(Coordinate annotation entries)
+++++

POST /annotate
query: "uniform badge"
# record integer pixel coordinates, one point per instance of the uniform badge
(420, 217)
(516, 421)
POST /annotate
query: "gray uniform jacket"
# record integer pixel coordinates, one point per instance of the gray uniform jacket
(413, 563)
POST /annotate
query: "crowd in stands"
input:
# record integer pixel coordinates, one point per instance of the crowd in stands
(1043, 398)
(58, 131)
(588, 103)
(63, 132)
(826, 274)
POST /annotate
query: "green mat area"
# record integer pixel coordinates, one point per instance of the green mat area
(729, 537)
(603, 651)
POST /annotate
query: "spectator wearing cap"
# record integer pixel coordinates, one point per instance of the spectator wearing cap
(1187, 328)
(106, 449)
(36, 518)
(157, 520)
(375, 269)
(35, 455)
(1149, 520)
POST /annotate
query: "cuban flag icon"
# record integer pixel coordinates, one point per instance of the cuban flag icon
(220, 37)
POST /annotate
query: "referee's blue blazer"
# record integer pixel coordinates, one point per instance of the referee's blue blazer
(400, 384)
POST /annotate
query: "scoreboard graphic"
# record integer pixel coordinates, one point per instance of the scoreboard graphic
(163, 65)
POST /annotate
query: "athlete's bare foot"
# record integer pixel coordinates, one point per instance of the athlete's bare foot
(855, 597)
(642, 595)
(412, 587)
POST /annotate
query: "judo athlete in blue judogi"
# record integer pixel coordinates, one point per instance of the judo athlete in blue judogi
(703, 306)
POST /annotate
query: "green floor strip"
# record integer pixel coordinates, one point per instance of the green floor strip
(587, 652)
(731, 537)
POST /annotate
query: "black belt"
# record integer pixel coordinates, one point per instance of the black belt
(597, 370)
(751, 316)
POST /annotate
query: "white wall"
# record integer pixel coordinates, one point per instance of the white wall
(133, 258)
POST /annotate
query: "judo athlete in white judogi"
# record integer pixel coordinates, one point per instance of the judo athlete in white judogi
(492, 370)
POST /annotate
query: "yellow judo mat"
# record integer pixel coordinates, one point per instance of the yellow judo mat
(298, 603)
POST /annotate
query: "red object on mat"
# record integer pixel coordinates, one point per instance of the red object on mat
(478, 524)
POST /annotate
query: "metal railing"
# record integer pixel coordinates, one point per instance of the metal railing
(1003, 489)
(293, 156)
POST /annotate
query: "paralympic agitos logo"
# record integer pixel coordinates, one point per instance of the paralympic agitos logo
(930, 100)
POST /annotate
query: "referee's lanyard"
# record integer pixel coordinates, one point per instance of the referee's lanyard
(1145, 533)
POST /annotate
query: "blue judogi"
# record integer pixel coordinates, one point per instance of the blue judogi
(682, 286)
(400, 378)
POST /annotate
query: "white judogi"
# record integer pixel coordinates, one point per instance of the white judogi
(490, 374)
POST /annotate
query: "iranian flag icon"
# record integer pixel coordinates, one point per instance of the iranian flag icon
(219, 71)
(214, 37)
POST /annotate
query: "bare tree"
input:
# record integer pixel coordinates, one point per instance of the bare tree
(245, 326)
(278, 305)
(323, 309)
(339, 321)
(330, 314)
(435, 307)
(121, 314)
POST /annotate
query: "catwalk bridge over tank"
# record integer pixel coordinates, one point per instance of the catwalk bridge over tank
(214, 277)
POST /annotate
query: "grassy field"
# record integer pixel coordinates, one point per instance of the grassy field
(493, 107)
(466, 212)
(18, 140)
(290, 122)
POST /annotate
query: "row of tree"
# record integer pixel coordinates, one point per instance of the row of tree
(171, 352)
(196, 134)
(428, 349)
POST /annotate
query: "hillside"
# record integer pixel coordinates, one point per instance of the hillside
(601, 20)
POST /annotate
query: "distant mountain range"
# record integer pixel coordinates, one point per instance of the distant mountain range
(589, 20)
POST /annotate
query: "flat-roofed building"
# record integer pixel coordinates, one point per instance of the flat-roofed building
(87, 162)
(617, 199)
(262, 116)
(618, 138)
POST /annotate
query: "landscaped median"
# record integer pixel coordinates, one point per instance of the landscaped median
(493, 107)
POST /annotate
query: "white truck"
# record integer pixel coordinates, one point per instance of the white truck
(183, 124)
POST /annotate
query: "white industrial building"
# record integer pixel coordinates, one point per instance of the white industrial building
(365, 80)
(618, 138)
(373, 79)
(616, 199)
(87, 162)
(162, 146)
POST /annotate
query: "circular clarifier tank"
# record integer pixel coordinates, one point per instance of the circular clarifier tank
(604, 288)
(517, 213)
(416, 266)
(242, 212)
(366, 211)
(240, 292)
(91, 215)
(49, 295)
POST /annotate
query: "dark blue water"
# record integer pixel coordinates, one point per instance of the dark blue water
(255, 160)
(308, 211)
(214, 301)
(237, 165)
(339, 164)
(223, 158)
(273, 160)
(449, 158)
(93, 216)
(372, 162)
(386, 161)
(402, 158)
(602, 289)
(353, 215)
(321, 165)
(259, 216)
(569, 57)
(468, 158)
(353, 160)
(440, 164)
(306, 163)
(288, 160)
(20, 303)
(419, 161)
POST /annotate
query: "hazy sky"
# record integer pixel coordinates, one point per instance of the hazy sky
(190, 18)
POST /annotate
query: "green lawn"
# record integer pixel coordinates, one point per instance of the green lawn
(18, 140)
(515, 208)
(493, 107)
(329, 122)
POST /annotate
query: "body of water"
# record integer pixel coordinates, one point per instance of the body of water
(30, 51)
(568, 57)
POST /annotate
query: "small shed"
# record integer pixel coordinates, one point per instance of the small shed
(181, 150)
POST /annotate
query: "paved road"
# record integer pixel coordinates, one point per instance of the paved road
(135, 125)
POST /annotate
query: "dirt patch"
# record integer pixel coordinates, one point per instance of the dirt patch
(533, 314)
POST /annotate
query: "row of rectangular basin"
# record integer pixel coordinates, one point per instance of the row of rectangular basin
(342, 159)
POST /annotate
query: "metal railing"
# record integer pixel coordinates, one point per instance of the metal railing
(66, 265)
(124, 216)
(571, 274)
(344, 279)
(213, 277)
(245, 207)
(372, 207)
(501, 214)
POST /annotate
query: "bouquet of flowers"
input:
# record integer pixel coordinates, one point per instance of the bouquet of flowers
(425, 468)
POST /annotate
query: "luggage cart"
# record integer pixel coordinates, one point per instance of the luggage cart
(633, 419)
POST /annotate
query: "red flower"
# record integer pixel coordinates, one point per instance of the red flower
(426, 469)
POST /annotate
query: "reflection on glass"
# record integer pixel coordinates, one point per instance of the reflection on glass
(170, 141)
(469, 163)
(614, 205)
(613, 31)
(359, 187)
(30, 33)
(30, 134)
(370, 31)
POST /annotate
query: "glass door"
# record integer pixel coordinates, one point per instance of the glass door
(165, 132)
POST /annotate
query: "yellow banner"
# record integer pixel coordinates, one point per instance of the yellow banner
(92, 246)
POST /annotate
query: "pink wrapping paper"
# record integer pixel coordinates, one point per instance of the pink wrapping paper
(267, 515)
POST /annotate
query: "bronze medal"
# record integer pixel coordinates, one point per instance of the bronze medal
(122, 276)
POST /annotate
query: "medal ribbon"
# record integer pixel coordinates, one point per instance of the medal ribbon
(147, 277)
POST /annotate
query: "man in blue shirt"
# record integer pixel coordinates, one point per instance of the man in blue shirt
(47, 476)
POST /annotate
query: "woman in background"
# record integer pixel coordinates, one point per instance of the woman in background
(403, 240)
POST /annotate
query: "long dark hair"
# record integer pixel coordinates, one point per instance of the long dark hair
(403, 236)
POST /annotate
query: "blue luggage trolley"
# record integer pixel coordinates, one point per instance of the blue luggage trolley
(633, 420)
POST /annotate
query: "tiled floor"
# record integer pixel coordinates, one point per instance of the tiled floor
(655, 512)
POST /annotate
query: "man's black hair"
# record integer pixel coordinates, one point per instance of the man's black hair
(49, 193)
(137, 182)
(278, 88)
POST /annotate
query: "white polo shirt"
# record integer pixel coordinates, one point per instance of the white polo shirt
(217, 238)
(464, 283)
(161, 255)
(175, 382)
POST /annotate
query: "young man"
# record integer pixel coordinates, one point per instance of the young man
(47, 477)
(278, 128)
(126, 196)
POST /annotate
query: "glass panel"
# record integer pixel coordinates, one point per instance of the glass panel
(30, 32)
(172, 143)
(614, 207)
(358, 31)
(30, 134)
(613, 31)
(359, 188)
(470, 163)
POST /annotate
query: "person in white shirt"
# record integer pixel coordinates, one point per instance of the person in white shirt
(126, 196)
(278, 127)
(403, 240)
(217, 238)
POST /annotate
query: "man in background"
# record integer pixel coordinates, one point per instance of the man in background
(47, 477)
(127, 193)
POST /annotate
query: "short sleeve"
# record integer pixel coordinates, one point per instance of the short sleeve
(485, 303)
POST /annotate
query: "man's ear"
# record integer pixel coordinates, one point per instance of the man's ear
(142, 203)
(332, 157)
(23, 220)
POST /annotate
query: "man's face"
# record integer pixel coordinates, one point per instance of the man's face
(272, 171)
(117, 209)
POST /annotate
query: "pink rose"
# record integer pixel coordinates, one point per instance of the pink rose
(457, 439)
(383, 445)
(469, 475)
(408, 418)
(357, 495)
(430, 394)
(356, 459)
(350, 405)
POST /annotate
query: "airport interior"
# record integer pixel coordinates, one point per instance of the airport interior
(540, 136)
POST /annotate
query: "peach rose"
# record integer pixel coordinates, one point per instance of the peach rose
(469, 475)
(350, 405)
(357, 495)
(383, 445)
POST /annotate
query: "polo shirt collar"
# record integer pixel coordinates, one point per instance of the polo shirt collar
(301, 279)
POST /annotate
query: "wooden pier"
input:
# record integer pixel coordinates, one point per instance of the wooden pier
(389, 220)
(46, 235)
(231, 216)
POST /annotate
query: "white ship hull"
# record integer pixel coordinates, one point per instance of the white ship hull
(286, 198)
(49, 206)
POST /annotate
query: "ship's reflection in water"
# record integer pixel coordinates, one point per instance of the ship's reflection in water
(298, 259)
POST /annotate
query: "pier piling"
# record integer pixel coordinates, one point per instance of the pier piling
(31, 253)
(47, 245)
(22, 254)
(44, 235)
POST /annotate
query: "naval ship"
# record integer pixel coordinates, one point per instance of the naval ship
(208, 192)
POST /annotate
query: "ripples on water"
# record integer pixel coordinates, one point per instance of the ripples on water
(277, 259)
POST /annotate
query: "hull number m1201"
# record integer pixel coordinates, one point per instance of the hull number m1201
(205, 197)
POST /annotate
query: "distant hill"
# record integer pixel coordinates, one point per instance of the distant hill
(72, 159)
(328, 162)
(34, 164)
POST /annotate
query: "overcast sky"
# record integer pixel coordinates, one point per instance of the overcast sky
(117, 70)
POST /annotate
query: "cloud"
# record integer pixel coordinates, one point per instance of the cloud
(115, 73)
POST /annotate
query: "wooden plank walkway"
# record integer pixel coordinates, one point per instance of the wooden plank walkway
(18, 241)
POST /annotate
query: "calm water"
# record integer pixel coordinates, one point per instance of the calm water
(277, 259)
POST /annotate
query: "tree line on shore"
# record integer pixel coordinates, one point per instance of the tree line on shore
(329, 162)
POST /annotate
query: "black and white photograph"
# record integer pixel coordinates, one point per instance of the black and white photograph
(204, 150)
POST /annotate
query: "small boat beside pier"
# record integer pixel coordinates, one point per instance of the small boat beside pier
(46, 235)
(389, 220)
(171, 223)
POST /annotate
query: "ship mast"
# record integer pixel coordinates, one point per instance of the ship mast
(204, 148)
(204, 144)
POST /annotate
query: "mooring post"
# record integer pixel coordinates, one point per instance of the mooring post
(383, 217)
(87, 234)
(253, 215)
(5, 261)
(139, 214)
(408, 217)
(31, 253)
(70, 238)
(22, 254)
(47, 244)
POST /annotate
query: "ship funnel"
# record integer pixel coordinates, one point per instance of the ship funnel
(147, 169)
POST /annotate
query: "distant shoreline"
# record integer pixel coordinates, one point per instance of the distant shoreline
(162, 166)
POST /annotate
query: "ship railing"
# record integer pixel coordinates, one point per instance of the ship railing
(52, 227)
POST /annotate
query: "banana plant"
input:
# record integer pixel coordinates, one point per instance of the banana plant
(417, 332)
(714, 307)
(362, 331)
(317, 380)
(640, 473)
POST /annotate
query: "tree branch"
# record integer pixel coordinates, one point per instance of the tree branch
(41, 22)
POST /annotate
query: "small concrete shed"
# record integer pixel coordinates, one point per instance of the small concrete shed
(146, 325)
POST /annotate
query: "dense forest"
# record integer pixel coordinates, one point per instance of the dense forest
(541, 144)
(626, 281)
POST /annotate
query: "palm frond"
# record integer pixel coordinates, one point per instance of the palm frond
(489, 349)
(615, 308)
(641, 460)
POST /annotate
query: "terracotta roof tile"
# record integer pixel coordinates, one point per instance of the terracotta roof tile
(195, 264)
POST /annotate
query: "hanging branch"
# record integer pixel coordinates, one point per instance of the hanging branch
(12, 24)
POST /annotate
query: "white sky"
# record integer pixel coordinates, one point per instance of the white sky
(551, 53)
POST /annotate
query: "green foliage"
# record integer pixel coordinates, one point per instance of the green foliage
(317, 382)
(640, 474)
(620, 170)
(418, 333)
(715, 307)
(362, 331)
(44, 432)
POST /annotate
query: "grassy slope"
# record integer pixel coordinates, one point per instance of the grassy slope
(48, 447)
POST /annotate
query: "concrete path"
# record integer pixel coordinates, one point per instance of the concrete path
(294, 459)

+++++

Count the lines of the items above that contain the word "hull", and give only that number.

4